(Records from a data source)

▼▼▼

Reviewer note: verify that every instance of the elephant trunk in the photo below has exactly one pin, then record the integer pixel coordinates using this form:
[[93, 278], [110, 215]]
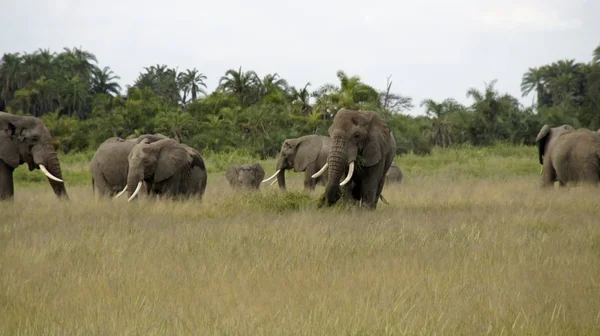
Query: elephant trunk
[[337, 165], [53, 167], [134, 182], [281, 179]]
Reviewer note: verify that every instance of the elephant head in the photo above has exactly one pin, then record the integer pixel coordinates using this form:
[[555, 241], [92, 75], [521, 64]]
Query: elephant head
[[156, 162], [297, 154], [25, 139], [247, 176], [360, 139], [546, 137]]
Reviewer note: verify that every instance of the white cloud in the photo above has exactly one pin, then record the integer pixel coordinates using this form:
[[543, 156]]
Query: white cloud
[[529, 17]]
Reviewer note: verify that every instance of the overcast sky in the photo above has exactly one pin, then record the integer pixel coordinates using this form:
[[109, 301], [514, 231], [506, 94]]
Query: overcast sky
[[432, 48]]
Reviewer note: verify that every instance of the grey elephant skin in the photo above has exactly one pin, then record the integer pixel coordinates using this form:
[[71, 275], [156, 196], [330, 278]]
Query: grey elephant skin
[[25, 139], [306, 154], [364, 148], [168, 168], [110, 163], [394, 174], [569, 156], [245, 176]]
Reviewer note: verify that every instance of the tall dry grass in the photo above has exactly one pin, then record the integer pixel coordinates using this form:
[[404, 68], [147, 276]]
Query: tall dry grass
[[452, 256]]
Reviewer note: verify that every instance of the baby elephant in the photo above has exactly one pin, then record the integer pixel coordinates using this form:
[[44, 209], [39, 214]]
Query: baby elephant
[[246, 176]]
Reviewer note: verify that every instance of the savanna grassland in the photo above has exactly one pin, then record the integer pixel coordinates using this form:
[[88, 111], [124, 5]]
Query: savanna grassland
[[469, 245]]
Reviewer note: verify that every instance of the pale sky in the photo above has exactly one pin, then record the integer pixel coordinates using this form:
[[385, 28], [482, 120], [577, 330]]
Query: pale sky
[[432, 48]]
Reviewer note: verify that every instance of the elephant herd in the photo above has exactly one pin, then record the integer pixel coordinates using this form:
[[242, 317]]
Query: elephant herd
[[360, 149], [353, 163]]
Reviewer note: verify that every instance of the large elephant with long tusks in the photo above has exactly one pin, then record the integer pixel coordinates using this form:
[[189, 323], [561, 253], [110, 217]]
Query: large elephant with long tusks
[[363, 148], [25, 139], [306, 154]]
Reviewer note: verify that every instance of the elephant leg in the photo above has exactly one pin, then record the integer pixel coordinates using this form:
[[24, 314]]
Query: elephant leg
[[591, 174], [350, 193], [548, 173], [103, 189], [371, 185], [7, 187], [309, 182]]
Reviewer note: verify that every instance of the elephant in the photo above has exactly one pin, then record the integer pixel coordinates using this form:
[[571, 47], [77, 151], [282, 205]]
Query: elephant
[[25, 139], [569, 156], [109, 164], [306, 154], [362, 145], [169, 168], [246, 176], [394, 174]]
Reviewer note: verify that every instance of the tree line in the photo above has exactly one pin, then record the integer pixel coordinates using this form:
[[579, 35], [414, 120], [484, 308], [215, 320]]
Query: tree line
[[83, 104]]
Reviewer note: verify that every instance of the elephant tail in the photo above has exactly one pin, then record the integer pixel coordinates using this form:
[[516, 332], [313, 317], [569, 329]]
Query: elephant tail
[[198, 162], [383, 199]]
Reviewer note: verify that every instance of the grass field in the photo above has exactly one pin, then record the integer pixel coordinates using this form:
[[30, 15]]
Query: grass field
[[469, 245]]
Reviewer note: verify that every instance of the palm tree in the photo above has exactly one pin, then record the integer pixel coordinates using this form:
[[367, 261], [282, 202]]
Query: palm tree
[[533, 79], [596, 55], [442, 127], [301, 97], [272, 83], [103, 82], [10, 69], [77, 62], [74, 95], [245, 85], [192, 82]]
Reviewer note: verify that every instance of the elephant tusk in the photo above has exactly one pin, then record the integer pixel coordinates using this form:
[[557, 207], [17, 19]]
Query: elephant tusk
[[122, 192], [347, 179], [137, 189], [320, 172], [50, 176], [272, 177]]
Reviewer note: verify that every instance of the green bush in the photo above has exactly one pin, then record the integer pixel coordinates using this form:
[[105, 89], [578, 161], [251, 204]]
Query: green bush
[[221, 161]]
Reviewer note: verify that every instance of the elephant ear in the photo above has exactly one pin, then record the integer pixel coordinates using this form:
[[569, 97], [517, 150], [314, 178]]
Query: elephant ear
[[172, 158], [542, 139], [378, 140], [9, 153], [259, 172], [231, 173], [307, 151]]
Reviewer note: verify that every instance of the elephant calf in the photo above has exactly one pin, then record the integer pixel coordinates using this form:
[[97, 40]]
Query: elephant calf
[[109, 164], [246, 176], [168, 168]]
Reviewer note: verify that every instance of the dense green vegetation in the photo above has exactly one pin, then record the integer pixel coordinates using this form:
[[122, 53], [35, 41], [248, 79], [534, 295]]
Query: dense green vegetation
[[82, 105]]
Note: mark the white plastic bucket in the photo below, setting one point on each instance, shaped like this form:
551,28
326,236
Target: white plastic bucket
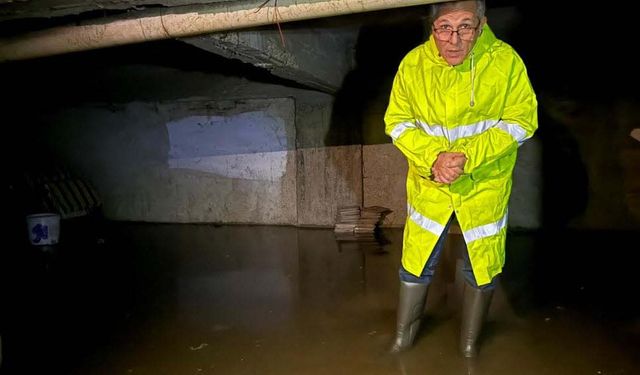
44,229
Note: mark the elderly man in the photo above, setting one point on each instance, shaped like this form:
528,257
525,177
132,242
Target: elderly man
460,106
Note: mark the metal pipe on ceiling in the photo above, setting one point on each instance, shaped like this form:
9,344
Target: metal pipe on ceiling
66,39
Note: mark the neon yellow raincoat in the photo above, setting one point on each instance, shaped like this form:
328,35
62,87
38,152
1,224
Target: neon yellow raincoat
484,108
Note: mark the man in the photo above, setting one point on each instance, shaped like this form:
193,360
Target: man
460,106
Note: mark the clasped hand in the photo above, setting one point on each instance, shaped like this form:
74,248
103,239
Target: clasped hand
448,167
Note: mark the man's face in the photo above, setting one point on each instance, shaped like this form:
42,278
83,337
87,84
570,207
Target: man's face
455,48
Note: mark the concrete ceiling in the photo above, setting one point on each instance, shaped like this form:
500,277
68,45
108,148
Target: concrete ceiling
318,56
24,9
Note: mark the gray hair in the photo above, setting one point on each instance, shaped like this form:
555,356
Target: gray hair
437,7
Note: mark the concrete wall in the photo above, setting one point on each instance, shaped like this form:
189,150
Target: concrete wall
235,152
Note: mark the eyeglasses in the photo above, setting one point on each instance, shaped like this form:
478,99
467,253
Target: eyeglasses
465,32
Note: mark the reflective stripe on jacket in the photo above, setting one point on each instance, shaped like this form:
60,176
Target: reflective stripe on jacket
484,108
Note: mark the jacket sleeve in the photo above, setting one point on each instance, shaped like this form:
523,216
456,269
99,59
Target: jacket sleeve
518,123
420,148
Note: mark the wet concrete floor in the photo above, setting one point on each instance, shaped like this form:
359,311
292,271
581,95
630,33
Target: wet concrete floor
202,299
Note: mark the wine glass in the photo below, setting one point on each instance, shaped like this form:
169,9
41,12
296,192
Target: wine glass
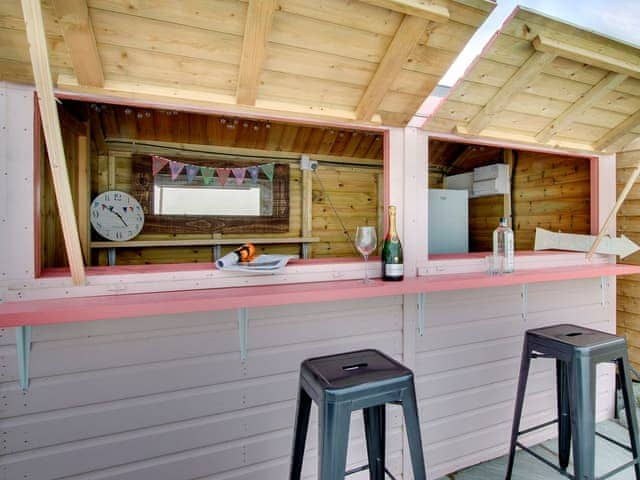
366,242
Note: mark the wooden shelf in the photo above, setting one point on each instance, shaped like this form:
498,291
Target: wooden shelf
40,312
202,242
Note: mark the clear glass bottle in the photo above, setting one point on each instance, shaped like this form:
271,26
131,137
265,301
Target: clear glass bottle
503,245
392,263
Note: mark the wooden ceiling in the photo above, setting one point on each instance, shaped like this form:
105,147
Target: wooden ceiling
355,61
545,82
450,158
115,122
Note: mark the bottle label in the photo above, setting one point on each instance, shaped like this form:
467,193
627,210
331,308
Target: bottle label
394,269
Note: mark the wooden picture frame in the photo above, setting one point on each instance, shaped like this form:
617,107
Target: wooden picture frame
142,190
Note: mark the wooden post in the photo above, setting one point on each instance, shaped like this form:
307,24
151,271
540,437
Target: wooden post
307,210
507,157
380,215
51,125
84,188
623,194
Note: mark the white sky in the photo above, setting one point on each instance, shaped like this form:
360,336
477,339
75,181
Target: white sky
619,19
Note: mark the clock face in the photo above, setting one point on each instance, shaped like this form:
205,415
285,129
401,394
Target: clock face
116,215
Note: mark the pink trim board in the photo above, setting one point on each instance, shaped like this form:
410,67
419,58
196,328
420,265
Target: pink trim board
41,312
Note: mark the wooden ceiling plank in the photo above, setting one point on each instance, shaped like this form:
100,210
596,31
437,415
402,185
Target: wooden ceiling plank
416,8
53,136
575,111
254,49
578,53
618,132
529,70
406,38
81,41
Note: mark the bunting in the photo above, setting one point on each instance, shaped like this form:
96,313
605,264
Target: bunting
223,175
192,171
209,173
158,163
176,168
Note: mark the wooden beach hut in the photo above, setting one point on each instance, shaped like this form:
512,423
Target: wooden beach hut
138,359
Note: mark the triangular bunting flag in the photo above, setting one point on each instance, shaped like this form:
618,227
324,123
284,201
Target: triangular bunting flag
192,171
176,168
239,174
207,174
268,170
223,175
253,173
158,163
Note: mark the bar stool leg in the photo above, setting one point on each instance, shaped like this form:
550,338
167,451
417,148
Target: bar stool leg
300,434
522,385
374,429
564,417
412,425
583,394
333,440
629,406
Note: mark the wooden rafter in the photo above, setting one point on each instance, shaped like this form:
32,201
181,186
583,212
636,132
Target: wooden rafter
626,64
617,132
575,111
529,70
406,38
254,49
416,8
51,125
80,40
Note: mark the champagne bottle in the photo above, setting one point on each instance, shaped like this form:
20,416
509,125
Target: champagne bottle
392,266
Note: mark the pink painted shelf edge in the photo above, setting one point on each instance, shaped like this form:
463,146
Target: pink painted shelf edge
64,310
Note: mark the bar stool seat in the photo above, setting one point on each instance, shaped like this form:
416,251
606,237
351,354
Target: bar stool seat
340,384
577,350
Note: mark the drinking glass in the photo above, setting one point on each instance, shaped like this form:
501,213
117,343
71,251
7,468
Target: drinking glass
366,242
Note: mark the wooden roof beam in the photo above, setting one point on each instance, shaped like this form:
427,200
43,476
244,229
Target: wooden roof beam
627,64
51,125
612,136
525,74
80,40
254,49
404,41
575,111
417,8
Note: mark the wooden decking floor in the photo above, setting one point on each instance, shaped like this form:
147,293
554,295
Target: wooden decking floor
526,467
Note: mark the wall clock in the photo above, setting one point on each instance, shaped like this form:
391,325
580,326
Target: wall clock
116,215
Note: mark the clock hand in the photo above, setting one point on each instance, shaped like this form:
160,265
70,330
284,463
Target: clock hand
113,210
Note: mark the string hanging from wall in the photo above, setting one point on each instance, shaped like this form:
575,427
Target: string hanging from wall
207,174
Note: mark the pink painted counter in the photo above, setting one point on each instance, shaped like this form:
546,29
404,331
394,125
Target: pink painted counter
40,312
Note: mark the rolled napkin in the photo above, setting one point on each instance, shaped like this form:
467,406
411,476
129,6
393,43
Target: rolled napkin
245,253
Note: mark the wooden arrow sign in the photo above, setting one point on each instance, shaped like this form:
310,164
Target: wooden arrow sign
546,240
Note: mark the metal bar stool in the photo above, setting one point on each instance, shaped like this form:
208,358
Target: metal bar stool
340,384
577,351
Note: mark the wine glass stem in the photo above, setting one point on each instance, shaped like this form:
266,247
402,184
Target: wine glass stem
366,270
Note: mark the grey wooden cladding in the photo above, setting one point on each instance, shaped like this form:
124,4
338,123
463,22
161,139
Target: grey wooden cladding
167,398
174,402
468,360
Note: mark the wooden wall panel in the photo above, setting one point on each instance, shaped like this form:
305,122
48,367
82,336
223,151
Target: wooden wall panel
549,191
52,242
353,191
150,399
628,224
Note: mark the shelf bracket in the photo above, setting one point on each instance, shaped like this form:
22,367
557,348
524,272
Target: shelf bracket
23,351
421,314
523,296
603,291
243,326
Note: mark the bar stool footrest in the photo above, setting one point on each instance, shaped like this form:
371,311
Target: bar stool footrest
366,467
538,427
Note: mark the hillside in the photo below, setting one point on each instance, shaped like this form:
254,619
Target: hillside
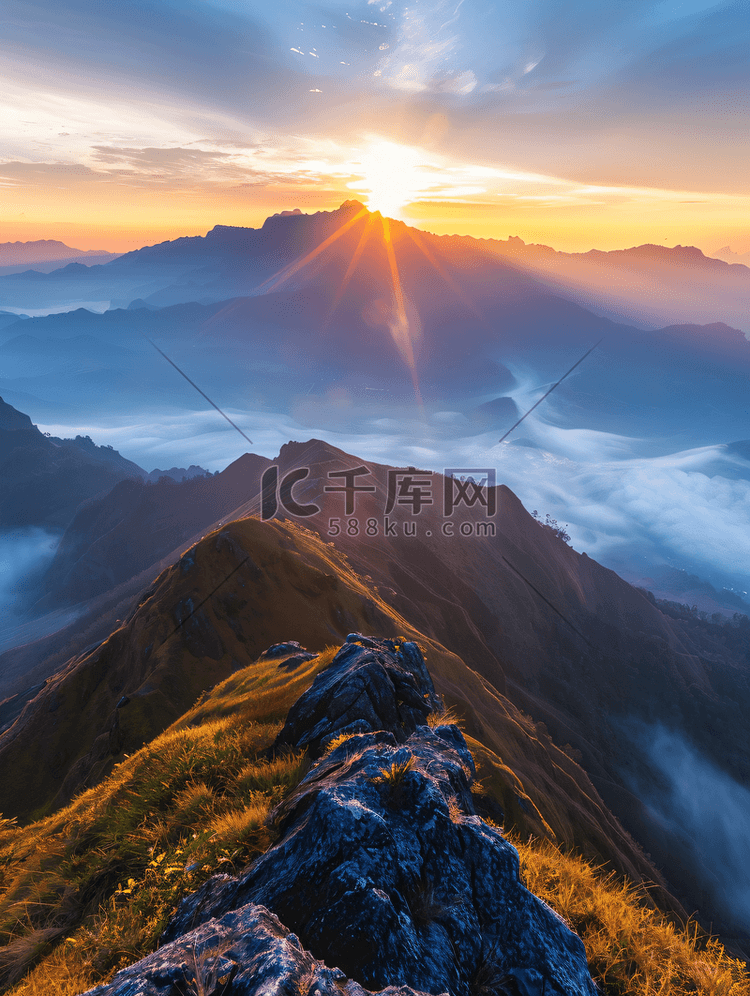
123,861
564,640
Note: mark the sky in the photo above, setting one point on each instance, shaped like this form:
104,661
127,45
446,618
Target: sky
577,124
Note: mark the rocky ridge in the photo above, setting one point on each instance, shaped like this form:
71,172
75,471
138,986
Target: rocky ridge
383,878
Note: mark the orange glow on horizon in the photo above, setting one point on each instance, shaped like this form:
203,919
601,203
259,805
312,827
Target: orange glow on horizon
288,271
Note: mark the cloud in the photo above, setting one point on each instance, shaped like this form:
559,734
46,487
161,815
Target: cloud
621,506
24,554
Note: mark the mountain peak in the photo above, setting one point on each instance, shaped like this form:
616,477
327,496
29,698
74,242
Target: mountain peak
11,418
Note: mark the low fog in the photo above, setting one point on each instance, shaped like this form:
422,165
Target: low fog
623,505
25,554
701,811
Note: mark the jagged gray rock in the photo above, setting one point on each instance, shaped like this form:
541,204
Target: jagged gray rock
248,952
381,869
369,686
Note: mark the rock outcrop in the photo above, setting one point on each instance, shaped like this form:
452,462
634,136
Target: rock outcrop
382,872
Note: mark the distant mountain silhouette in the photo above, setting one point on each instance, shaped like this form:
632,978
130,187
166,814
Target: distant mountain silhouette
649,285
46,255
43,479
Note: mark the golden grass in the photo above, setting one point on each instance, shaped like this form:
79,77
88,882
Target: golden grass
90,889
632,950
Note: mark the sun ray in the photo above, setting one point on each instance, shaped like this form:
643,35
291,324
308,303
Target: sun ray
351,268
400,332
441,271
278,278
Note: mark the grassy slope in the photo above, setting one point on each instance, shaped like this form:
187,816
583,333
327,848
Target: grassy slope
89,889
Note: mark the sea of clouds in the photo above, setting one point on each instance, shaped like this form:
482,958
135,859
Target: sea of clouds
621,505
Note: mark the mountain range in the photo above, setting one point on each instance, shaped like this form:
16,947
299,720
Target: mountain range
518,623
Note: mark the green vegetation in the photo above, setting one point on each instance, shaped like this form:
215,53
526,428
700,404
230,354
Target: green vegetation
89,889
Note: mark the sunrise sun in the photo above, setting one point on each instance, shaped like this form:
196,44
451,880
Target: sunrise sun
392,176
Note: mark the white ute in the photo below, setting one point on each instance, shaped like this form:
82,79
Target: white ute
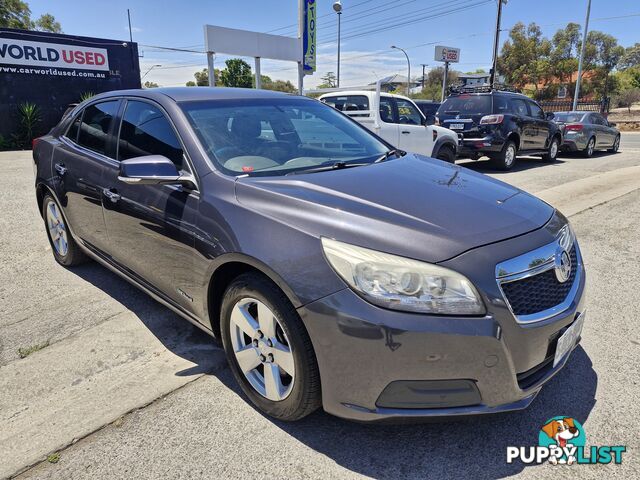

▲▲▲

Directions:
Of the lines above, copy each that contains "below".

Result for this task:
Reviewer note: verify that every instance of the elephant trunk in the photo below has exactly one pin, then record the integer pixel coordinates using this form:
Note: mark the white plastic bucket in the photo below, setting one point on each instance, shaped like this form:
Note: mark the wine glass in the photo below, setting one point on each instance, shaped like this form:
Note: mark the hillside in the photo below, setting one point on each instance, shaped like this form:
Note: mark the white ute in the photo below, setting one point on each instance, shaped like this form:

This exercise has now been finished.